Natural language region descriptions
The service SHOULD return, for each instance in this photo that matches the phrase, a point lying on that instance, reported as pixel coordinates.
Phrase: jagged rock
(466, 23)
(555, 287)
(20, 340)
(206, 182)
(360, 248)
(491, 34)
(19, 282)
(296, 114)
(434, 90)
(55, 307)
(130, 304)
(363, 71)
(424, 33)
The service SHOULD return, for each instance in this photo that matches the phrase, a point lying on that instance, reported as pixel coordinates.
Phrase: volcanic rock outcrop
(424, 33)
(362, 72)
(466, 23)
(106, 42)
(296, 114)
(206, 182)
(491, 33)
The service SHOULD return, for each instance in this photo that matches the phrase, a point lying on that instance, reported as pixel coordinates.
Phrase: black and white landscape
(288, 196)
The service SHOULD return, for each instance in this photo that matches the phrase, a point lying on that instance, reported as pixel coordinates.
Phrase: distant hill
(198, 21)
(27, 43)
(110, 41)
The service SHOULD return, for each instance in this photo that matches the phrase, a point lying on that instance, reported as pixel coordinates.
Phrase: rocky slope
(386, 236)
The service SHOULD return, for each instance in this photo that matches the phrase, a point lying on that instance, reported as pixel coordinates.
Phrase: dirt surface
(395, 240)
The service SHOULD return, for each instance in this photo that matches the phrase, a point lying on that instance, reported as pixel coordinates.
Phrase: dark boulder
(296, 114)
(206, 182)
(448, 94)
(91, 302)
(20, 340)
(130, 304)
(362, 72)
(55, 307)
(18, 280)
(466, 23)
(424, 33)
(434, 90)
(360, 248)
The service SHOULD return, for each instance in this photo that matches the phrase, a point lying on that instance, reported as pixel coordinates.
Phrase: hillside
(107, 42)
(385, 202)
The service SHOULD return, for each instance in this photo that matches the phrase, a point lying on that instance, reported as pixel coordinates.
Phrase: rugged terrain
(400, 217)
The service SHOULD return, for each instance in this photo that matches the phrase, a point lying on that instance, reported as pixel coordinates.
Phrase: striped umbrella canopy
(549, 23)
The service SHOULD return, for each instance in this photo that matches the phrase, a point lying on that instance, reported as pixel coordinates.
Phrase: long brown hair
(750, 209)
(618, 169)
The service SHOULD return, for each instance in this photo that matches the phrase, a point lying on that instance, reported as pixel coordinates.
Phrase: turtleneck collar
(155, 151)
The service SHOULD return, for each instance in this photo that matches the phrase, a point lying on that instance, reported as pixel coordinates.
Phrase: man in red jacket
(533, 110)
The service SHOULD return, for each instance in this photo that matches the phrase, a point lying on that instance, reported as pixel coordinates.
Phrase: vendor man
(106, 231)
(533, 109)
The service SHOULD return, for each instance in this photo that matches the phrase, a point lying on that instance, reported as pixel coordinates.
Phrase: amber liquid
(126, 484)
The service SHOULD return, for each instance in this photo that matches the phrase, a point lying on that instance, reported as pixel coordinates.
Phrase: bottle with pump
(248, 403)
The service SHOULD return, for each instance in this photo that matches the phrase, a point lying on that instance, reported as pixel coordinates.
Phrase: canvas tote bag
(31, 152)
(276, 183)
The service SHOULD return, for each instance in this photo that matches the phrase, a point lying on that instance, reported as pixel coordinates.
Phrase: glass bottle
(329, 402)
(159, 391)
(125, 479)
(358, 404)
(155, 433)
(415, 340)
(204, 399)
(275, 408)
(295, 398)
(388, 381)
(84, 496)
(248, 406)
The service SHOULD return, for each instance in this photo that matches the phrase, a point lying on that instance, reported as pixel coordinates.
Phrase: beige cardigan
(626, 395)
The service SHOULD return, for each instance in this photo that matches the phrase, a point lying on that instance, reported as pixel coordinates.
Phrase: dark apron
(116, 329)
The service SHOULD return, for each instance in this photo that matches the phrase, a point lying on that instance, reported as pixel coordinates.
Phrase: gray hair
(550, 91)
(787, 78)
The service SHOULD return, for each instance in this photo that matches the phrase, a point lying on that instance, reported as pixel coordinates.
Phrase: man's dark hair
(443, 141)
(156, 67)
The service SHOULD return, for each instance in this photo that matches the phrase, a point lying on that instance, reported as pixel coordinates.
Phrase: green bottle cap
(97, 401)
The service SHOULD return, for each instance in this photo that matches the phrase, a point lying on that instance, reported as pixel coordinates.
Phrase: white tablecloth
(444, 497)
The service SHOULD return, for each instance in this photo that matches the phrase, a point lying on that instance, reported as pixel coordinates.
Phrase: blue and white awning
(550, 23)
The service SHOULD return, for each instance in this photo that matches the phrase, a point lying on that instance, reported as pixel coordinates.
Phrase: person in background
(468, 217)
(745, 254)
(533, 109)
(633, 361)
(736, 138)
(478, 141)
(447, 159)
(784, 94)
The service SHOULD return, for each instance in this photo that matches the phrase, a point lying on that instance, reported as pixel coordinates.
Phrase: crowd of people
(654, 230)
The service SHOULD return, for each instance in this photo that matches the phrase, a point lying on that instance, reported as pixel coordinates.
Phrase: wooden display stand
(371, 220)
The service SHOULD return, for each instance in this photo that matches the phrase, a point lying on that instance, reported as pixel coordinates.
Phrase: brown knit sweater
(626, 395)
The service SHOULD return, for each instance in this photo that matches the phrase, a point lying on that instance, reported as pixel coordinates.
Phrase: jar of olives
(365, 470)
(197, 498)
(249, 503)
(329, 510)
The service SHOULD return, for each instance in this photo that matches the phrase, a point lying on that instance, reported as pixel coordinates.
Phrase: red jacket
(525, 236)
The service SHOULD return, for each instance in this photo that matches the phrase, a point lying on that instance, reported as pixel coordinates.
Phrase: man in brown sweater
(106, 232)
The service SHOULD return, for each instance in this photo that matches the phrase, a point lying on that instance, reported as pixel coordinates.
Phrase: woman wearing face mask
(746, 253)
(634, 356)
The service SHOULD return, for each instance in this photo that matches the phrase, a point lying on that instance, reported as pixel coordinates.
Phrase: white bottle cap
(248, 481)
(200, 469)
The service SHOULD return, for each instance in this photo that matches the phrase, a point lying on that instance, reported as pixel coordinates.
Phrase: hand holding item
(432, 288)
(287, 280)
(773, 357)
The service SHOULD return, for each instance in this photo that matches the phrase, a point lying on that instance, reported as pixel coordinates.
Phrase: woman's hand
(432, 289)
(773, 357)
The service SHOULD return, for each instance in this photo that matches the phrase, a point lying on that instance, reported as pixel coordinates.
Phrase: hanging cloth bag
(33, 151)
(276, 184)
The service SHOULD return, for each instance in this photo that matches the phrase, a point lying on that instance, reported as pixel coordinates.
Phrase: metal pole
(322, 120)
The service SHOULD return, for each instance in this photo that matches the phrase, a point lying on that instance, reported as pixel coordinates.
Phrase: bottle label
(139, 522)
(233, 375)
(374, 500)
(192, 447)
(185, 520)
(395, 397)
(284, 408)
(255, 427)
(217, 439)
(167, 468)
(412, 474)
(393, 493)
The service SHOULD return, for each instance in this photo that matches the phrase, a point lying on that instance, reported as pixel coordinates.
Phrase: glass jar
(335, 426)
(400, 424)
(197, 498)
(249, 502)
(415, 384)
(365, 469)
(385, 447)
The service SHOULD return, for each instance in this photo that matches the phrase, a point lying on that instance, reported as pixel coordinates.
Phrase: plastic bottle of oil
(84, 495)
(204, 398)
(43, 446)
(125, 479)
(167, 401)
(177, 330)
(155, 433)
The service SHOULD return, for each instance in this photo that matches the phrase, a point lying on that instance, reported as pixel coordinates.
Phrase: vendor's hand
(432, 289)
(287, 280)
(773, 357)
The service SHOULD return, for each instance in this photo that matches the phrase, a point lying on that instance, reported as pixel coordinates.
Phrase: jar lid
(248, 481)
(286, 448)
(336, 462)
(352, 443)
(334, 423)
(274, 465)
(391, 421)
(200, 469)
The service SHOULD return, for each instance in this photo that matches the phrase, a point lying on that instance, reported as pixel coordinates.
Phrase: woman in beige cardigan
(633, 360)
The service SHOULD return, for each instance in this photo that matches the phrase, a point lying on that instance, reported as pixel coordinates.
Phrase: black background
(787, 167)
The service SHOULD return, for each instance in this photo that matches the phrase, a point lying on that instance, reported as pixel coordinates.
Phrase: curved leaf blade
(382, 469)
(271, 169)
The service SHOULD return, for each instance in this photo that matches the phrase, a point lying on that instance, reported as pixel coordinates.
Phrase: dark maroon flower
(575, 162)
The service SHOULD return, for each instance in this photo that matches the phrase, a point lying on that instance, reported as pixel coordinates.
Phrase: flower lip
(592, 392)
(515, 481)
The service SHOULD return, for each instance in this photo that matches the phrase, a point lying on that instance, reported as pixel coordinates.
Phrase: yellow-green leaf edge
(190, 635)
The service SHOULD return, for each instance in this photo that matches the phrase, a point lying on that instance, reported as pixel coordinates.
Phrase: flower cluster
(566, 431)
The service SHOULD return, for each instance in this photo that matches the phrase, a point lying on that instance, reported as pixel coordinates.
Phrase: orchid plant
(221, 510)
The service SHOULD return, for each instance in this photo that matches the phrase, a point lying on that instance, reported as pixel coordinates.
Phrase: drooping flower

_HOW TO COMPLETE THIS TASK_. What must be transcribed is the run of lines from the one containing "Phrase: yellow-green leaf edge" to the last line of the data above, inclusive, and only that.

_TASK SOLUTION_.
Phrase: yellow-green leaf edge
(190, 635)
The service SHOULD return, for each instance in this photo that matches the phrase, a point lying on that instance, reported as pixel coordinates.
Phrase: flower cluster
(566, 431)
The service SHOULD return, for each instance in this photo that matches the phrase, a point lying on that instance, reported as pixel coordinates.
Phrase: orchid plant
(221, 510)
The service SHOULD return, for each instance in this photo that matches the phrase, a point lying on that instance, reported as pixel coordinates.
Phrase: drooping flower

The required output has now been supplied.